● **Short problem**: Which lines run from the one containing "of the tree" to the end of the entries? Quote them exactly, and nothing else.

--- BEGIN Exercise input ---

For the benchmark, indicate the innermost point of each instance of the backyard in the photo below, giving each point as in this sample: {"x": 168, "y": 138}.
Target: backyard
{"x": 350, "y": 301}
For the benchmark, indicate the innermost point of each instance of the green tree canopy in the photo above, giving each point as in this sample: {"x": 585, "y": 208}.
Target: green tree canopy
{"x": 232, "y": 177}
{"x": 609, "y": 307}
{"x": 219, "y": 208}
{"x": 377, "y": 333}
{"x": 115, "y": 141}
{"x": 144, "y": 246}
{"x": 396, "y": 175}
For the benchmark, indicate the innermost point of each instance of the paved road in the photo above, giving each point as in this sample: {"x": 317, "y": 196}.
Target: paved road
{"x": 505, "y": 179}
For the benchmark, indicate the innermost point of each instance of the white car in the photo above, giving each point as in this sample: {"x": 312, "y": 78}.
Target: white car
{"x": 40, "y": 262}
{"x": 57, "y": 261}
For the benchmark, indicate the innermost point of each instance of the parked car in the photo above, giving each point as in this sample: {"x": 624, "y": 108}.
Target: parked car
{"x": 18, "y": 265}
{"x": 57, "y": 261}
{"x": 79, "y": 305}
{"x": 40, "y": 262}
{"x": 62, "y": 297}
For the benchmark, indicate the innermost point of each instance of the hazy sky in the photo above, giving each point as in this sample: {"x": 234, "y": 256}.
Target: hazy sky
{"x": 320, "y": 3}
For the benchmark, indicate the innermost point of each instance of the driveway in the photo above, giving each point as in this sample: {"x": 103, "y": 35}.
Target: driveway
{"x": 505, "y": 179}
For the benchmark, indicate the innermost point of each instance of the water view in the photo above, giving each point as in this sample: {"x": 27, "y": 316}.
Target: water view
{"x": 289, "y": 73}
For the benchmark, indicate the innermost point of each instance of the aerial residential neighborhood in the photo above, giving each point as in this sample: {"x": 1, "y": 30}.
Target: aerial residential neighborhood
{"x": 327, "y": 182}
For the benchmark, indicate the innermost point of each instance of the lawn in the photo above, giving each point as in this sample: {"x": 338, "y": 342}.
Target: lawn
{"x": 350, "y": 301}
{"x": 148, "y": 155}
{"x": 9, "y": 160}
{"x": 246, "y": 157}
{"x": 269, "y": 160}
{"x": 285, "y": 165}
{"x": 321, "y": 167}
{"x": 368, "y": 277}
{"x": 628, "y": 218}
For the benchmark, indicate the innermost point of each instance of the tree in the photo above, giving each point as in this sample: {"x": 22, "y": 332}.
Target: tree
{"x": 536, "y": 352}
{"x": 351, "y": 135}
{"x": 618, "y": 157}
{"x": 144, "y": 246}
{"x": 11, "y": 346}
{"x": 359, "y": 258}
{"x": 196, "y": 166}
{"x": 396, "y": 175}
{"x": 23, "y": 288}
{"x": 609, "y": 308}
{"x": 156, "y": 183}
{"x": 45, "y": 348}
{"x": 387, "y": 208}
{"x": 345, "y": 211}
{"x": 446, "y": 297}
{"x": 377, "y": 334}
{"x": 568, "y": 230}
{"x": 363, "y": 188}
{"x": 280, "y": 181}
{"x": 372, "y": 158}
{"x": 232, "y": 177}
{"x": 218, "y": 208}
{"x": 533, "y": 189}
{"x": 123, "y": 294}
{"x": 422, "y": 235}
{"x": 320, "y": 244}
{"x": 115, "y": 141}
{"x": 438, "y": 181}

--- END Exercise input ---

● **Result**:
For the benchmark, indicate the innermost point of each instance of the tree in the photo above, giving each point as in this sample: {"x": 22, "y": 332}.
Target: tree
{"x": 536, "y": 352}
{"x": 351, "y": 135}
{"x": 618, "y": 157}
{"x": 144, "y": 246}
{"x": 11, "y": 346}
{"x": 359, "y": 258}
{"x": 196, "y": 166}
{"x": 396, "y": 175}
{"x": 23, "y": 288}
{"x": 609, "y": 308}
{"x": 156, "y": 183}
{"x": 45, "y": 348}
{"x": 387, "y": 208}
{"x": 345, "y": 211}
{"x": 446, "y": 297}
{"x": 377, "y": 334}
{"x": 568, "y": 230}
{"x": 363, "y": 188}
{"x": 280, "y": 181}
{"x": 372, "y": 158}
{"x": 232, "y": 177}
{"x": 218, "y": 208}
{"x": 533, "y": 189}
{"x": 123, "y": 294}
{"x": 422, "y": 235}
{"x": 320, "y": 244}
{"x": 115, "y": 141}
{"x": 438, "y": 181}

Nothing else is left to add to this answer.